Article:
________________

11-741 - Information Retrieval
Jamie Callan
Yiming Yang |
Due: Feb 11, 2010 |
Homework #2
Deadline Feb 11 11:59pm
In this homework, you will build a more efficient MapReduce (Hadoop) based indexer based on the Program 1 you build for HW1. You will also build a MapReduce based program that reads out inverted list fragments from a sharded index and merges them.
Expect the cluster to be busier (longer wait time) as it gets close to the deadline, so start early. Going large scale is not easy, you will need the time to debug on small datasets and scale to the large one. So work on the indexer RIGHT AWAY. And remember to leave 1 day for the report, it is credit heavy.
1. Learning points
- IR:
- simple sharded indexing
- more efficient sharded and positional indexing
- gathering statistics from a sharded index
- Large Scale:
- secondary sort (to produce sorted word-docno records for inverted indexing)
- efficient indexing in Hadoop
- reading from the output index
2. Hand in
- report:
- build a simple sharded indexer (Program 2) based on Program 1 from HW1,
- build an efficient positional indexer (Program 3) based on Programs 2,
- include timings for index construction (Program 2 and 3)
- You should vary the #map tasks and #reduce tasks a bit to see how the timing differs.
- and compare the timings for Program 2 and 3.
- show inverted lists for sample terms from the output indexes of both Program 2 and 3.
- discuss the Map/Reduce framework
- discuss design decisions you made during coding Program 2 and 3
mainly data classes used in Program 2 and 3, and their relationship with the Hadoop classes
- discuss the good and the bad of Map/Reduce
- good and bad about Hadoop's implementation
- try to make constructive suggestions
- if you know other existing parallel computation frameworks, you may compare with them.
- code:
- (code should be documented at necessary places to make sure that TA can understand it)
- Program 2: Sharded simple indexer
Your Program 3 will build on top of this one for more efficient indexing and positional indexing. Try to make your program modular, so it will be easier to extend.
- Program 3: efficient positional indexer
For the two programs, make sure you include a) the source code (the src directories), b) the exact path to your jar files on the cluster, so that we can run your code.
You must also turn in your source code, packaged as a .zip, .gz, or .tar file. The instructor will look at your source code, so make sure that it is legible, has reasonable documentation, and can be understood by others. This is a Computer Science class lesson - the instructor will actually care about your source code. The instructor will also run your code, so make sure that you include everything necessary to run it.
Please make it easy for the instructor to see how you have addressed each of the requirements described for each section.

________________

Recorded data:

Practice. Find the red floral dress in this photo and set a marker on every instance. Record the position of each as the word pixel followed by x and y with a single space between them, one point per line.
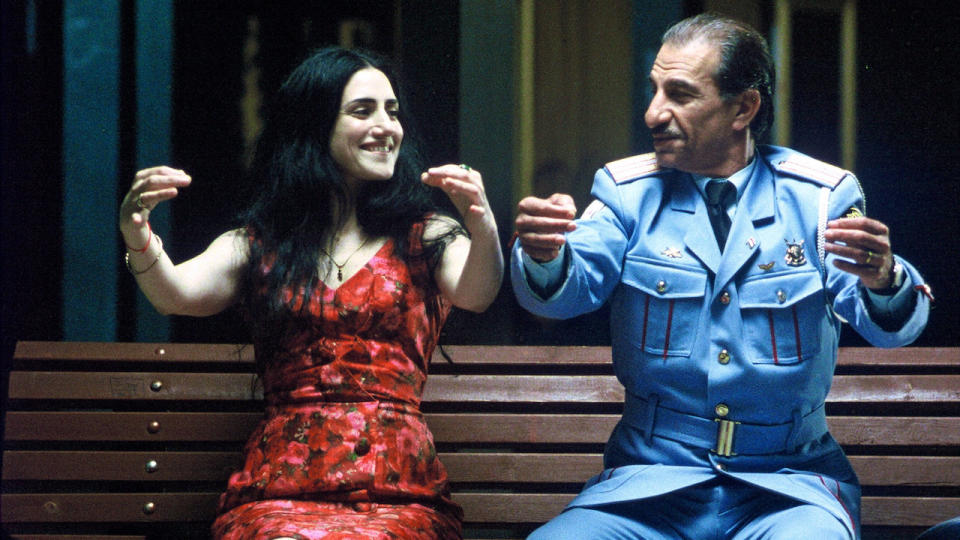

________________

Problems to work on:
- A) Answer these from the homework assignment:
(i) At what time on Feb 11 is the deadline?
(ii) How much time should be left for the report?
(iii) In which file formats may the source code be packaged?
- B) List every learning point that the homework assignment places under "IR:".
- C) Write the next part of the homework assignment, continuing after its final sentence.

Responses in order:
- A)
(i) 11:59pm
(ii) 1 day
(iii) .zip, .gz, or .tar

- B)
- simple sharded indexing
- more efficient sharded and positional indexing
- gathering statistics from a sharded index

- C)
3. Detailed assignment instructions
3.1 Background
Data:
- Same as HW1, a full 10GB of HTML texts in TRECWeb format
- located in HDFS of the cluster (ltilogin.cloud.pdl.cmu.local): /user/data/gov2-10GB
- feel free to use the same set of test files from HW1, at /user/data/gov2-1GB and /user/data/Small.TRECWEB.txt
3.2 Program 2: Secondary sort for simple indexing
Functionality: produce word and its postings (docnos that the word appears in), using secondary sort to sort the docnos for each word
- input: TRECWEB documents
- output: word, its simple inverted list (DF + sorted docnos)
Architecture:
- InputRecordReader for TRECWEB
- Mapper
- output <key=<word,docno>, value=docno>, (simply modify sample program 1)
The output key is a custom data class that you need to implement. To fit into the Hadoop framework, it has to at least implement the Writable interface.
Just use the String-typed docnos (wrap it into a Text object to output as a field in the value). Do NOT change the docnos into integer values.
- Combiner
- (Combiners are used typically to speedup Map/Reduce. It avoids too many records being transferred to reducers, thus, shortens network transfer and sorting time.)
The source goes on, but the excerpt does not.